__INSTRUCTIONS FOR THE TASK__.
Could you revise the material below by changing every "single dot" to "single marker" and leaving everything else as it is? Omit the pictures from your answer.

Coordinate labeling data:
★ ★ ★
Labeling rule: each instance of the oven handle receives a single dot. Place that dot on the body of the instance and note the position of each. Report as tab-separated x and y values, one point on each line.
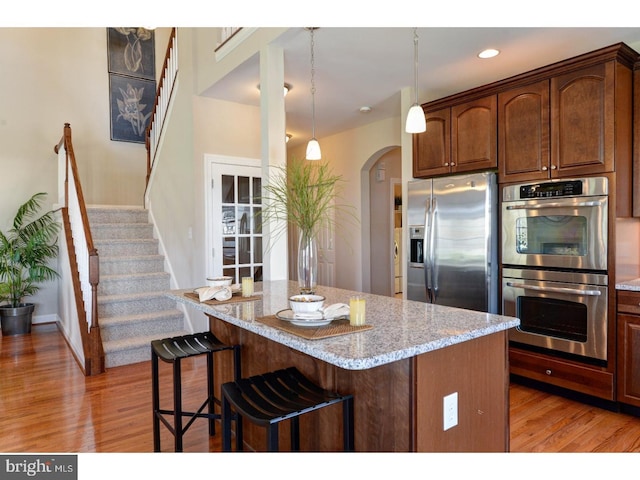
539	206
574	291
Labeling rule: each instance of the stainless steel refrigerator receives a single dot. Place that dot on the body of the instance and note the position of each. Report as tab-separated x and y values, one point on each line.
453	236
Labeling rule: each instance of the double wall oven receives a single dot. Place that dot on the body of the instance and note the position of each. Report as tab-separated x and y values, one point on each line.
554	265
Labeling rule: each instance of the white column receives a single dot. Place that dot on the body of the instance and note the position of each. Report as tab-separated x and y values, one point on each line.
274	153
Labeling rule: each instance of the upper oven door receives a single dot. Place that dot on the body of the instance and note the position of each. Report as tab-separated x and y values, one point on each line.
561	311
569	232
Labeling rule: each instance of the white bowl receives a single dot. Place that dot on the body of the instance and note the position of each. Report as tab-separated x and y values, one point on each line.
306	303
219	281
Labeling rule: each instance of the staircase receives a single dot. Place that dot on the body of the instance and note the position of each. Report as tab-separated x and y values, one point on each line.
132	309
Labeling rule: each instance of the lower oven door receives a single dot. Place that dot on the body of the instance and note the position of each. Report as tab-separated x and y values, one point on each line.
560	311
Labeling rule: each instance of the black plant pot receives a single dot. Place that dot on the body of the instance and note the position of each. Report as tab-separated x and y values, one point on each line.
16	320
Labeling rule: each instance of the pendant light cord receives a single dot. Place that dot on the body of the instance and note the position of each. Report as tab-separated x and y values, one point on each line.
415	61
313	87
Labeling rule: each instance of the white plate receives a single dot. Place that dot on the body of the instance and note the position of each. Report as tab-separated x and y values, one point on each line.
288	316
★ ★ ★
__EXERCISE OUTPUT__.
Labeling rule: each instance of the oven handle receives a single marker. Place that dot on the body of the instance and note the position of each. Report as tab-separated x and y values, one point on each line.
539	206
574	291
Labeling rule: each instance of the stainless steel refrigerator receives a single marker. Place that dot on the body of the instance and note the position of each. Report as tab-separated x and y values, one point on each line.
453	236
Labeling rule: each instance of the double wall oven receives a single marker. Place that dot on the body of the instance and note the position of each. Report as tab-separated x and y values, one point on each line.
554	265
Labeling rule: each instance of the white column receives a single marker. Place that dot on the body of the instance and note the position of each. Report as tab-separated x and y values, one point on each line.
274	153
Labeling rule: each instance of the upper oven door receives a single marker. Place that dot on the body of the instance and note the position of each. Report as tab-separated x and y values, one point on each line.
561	311
569	232
Labeling rule: each instance of the white bowl receives a single marker. Place that dot on the body of the instance and note the position of each. Report as tab-separated x and y values, one point on each line.
306	303
219	281
Labeling rule: each instance of the staircase receives a single marker. Place that dot on the body of the instance and note the position of each. Report as tab-separated x and y values, one point on each line.
132	309
Labeling rule: each instance of the lower oven door receives a single marker. Place that dot on the body of the instance and note the position of each. Report as tab-separated x and y values, one point on each line.
560	311
Labeling rule: each instance of the black plant pot receives a single marker. Place that dot on the body of the instance and note the position of each. Report as tab-separated x and y values, one point on each line.
16	320
Labeling rule: each instance of the pendant light cord receives a single marker. Place that dot on the body of the instance and note the position of each. Report as tab-separated x and y values, one point on each line.
415	61
313	87
Labeling rule: each instance of the white plate receives a single marker. Place that dot on the body of the instance and note the position of each. Report as tab-separated x and y values, one point on each line.
288	316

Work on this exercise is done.